What is expected - Rescale the point coordinates in the records starting at the line containing "Where can you see the red flower" and ending at the last line of the records, and write out only those lines, requests included. Multiply each coordinate by 0.65 and round it to a whole number, with halves rounded up.

[Position annotation records]
------------------------------------------------------------

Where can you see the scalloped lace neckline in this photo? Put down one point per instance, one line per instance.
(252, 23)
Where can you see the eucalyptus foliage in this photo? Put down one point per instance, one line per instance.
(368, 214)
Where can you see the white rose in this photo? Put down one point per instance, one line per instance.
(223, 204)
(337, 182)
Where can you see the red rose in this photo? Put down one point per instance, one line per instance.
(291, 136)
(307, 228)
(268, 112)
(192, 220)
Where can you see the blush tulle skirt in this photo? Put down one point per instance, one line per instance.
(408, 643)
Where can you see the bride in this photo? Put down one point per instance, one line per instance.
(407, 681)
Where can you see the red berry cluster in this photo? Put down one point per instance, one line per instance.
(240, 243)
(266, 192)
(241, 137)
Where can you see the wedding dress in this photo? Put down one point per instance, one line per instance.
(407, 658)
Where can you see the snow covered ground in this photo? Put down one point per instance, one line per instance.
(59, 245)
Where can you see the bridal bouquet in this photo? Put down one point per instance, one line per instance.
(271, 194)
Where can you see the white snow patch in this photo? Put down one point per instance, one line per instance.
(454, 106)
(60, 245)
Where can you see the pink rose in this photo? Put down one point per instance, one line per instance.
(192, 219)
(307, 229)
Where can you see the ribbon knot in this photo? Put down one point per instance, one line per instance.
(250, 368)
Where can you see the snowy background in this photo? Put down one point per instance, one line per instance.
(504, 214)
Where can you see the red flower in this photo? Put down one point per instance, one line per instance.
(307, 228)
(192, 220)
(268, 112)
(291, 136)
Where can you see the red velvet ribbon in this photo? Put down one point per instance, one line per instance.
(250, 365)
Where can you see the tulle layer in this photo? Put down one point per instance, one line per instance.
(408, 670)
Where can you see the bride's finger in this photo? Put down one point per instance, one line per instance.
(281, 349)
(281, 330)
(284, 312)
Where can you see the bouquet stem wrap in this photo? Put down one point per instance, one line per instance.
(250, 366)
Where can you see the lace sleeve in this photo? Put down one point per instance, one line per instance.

------------------------------------------------------------

Written answer -
Where can you see the red flower in this photo? Put down one point per instance, one line per instance.
(200, 148)
(125, 143)
(174, 73)
(189, 88)
Where can you see the red velvet ribbon in this photo? Put down one point per instance, one line per instance.
(163, 237)
Where can you see the tulle layer in this photo? Put down one point per instance, one line per instance.
(265, 436)
Where can you see the bride's finger in this photo? Put down one point per instance, one line per instance.
(183, 227)
(183, 215)
(185, 203)
Where can you see the bouquet stem wrap in this photo? Put down one point per instance, one line per instance.
(163, 238)
Where can you see the lace sleeve in this photo? Put down one point per instance, one line per instance.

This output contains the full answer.